How to complete this task:
All of the data below needs to be set down again, exactly as shown.

Data for this task:
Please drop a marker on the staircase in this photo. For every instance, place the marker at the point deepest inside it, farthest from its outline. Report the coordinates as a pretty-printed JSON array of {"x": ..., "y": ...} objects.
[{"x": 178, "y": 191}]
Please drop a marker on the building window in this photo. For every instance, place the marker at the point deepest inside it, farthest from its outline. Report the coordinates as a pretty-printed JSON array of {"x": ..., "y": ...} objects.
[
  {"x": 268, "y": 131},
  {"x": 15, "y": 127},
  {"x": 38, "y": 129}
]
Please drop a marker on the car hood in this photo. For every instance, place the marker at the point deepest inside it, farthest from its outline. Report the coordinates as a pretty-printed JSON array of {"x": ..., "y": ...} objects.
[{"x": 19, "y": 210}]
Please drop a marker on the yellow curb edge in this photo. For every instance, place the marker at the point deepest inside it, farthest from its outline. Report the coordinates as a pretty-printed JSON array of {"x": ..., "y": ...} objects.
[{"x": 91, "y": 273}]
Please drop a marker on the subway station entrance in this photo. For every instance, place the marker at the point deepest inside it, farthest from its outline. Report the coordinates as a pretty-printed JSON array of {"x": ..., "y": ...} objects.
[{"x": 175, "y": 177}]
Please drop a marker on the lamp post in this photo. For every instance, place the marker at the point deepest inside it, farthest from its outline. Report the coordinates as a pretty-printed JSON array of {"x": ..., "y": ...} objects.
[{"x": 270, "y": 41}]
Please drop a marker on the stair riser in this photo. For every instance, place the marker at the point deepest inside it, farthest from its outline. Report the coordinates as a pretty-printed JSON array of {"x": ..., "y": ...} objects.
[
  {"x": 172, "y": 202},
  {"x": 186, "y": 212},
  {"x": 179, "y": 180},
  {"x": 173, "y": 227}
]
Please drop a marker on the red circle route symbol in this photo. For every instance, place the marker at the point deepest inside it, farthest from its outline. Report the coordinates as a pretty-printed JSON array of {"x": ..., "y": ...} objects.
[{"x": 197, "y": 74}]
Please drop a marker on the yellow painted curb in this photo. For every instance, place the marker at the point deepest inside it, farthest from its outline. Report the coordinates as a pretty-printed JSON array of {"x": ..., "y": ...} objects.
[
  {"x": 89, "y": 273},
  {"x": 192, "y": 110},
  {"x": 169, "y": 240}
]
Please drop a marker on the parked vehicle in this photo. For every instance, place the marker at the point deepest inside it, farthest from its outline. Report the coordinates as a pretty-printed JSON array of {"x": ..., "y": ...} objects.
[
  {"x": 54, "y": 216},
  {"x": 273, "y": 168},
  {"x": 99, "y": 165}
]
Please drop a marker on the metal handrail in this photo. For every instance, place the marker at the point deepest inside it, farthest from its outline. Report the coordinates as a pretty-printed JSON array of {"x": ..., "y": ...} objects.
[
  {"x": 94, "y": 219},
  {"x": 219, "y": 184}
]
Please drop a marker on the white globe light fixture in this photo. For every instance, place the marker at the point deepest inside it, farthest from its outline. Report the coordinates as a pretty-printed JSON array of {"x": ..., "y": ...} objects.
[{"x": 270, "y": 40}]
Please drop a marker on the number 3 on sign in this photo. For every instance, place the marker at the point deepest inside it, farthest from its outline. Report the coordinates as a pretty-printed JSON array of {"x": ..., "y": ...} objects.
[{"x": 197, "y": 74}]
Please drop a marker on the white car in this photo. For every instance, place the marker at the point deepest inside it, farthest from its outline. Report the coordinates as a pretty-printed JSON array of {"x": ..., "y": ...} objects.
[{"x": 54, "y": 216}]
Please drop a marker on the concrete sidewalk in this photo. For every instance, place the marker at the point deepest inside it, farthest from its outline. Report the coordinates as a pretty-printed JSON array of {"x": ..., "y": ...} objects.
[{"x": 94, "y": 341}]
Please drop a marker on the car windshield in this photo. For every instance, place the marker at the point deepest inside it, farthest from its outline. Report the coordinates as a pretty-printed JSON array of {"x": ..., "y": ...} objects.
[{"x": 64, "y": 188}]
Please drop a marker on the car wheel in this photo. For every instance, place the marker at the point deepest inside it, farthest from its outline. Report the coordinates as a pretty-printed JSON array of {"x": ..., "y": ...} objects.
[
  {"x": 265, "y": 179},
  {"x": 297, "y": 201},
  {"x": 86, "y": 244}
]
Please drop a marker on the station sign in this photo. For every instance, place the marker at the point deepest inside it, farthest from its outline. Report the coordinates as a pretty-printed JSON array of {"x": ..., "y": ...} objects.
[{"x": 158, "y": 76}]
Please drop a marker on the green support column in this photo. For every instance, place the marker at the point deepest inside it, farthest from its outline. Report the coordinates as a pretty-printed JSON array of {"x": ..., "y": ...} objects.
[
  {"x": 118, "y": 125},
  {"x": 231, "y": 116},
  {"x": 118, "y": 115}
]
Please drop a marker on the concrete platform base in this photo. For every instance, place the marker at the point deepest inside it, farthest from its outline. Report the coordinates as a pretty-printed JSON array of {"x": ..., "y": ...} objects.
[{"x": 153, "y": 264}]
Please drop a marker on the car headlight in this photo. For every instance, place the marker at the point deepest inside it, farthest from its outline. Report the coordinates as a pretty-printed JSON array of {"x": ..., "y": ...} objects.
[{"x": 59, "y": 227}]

Written response:
Please drop a marker on the staircase in this photo. For every instance, place the marker at the point deepest inside it, farthest from its outline. Report the coordinates as a pretty-printed JSON array of {"x": ..., "y": ...} objects.
[{"x": 178, "y": 191}]
Please drop a marker on the building window in this photo. For every instance, place the marker at the point deepest inside it, farthest from its outline. Report the coordinates as a pretty-printed JSON array of {"x": ..., "y": ...} objects.
[
  {"x": 268, "y": 131},
  {"x": 15, "y": 127},
  {"x": 38, "y": 129}
]
Please drop a marker on the car hood in this photo. For every instance, place the marker at the point deepest inside it, farthest from its outline. Report the coordinates as a pretty-printed JSON array of {"x": ..., "y": ...} objects.
[{"x": 19, "y": 210}]
Please drop a marker on the yellow curb edge in this photo. For every instance, place the marker at the point deepest inside it, farthest from its outline. Report the coordinates as a pretty-printed JSON array of {"x": ..., "y": ...} objects.
[{"x": 91, "y": 273}]
Please drop a marker on the subway station entrance in this photo. For every instance, place the marker at the point deepest inside it, farthest from its outline. Report the coordinates as a pretty-printed JSON array of {"x": ..., "y": ...} objects.
[{"x": 175, "y": 177}]
Please drop a marker on the lamp post in this photo. For every instance, place the marker at the point deepest inside it, farthest from its outline. Report the coordinates as a pretty-printed JSON array of {"x": ..., "y": ...} objects.
[{"x": 270, "y": 41}]
Please drop a marker on the stair riser in this photo. For every instance, place the marker at the point deepest inside it, farthest from its outline. Report the coordinates as a pretty-printed JSON array of {"x": ..., "y": ...} objects.
[
  {"x": 172, "y": 202},
  {"x": 186, "y": 212},
  {"x": 179, "y": 180},
  {"x": 173, "y": 227}
]
Please drop a marker on the red circle route symbol in this photo. For every instance, place the marker at the point deepest inside it, farthest from its outline. Report the coordinates as a pretty-printed JSON array of {"x": ..., "y": ...} objects.
[{"x": 197, "y": 74}]
Please drop a marker on the yellow painted curb in this photo. For every instance, place the marker at the point deepest inside it, farthest from its outline. Report the coordinates as a pretty-printed JSON array of {"x": ..., "y": ...} objects.
[
  {"x": 89, "y": 273},
  {"x": 192, "y": 110},
  {"x": 169, "y": 240}
]
Please drop a marker on the parked vehicle in this photo. For every instance, place the marker at the point deepest inside it, farthest from its outline. Report the coordinates as a pretty-printed JSON array of {"x": ..., "y": ...} objects.
[
  {"x": 54, "y": 216},
  {"x": 273, "y": 168},
  {"x": 99, "y": 165}
]
Please drop a marker on the metal handrail in this photo. For every instance, place the marker at the point deepest inside it, farthest from its outline. Report the coordinates as a pretty-printed JSON array of {"x": ..., "y": ...} objects.
[
  {"x": 94, "y": 219},
  {"x": 219, "y": 184}
]
Please drop a marker on the white globe light fixture in this photo. For every instance, place the marker at the point deepest inside it, farthest from its outline. Report the coordinates as a pretty-printed JSON array of {"x": ..., "y": ...} objects.
[{"x": 270, "y": 40}]
Please drop a marker on the number 3 on sign in this photo. For every instance, place the marker at the point deepest inside it, farthest from its outline. Report the coordinates as a pretty-printed JSON array of {"x": ..., "y": ...} objects.
[{"x": 197, "y": 74}]
Please drop a marker on the white car in this photo. For every instance, place the marker at the point deepest inside it, farthest from its outline. Report the coordinates as a pretty-printed JSON array of {"x": ..., "y": ...} objects.
[{"x": 54, "y": 216}]
Please drop a marker on the concrete sidewalk in this photo. For every instance, place the marker at the point deepest inside it, farthest from its outline. Report the coordinates as a pretty-printed JSON array of {"x": ..., "y": ...} objects.
[{"x": 94, "y": 341}]
Please drop a marker on the car windshield in this photo. For every instance, place the marker at the point deepest inside it, farthest from its outline. Report the coordinates as a pretty-printed JSON array of {"x": ..., "y": ...} objects.
[{"x": 64, "y": 188}]
Please drop a marker on the car wheel in this photo. For every instance, place the marker at the point deepest inside it, farthest from its outline. Report the coordinates as a pretty-printed JSON array of {"x": ..., "y": ...} objects.
[
  {"x": 265, "y": 179},
  {"x": 297, "y": 201},
  {"x": 86, "y": 244}
]
Please drop a marker on the station sign in this photo. For every instance, place the marker at the point deepest inside it, farthest from its outline. Report the coordinates as a pretty-printed JSON array of {"x": ..., "y": ...} objects.
[{"x": 158, "y": 76}]
Please drop a marker on the green support column in this photo. For every instance, place the marker at the point deepest inside it, farthest from its outline. Report the coordinates as a pretty-printed JSON array of {"x": ..., "y": ...} objects.
[
  {"x": 118, "y": 125},
  {"x": 231, "y": 116},
  {"x": 118, "y": 115}
]
Please drop a marker on the concrete platform base in this photo. For every instance, place the marker at the point deepest inside it, farthest from its outline. Report the coordinates as a pretty-printed JSON array of {"x": ..., "y": ...} objects.
[{"x": 153, "y": 264}]
Please drop a marker on the car headlight in this photo. For every instance, place the marker at the point deepest inside it, farthest from its outline. Report the coordinates as a pretty-printed JSON array of {"x": ..., "y": ...} objects.
[{"x": 59, "y": 227}]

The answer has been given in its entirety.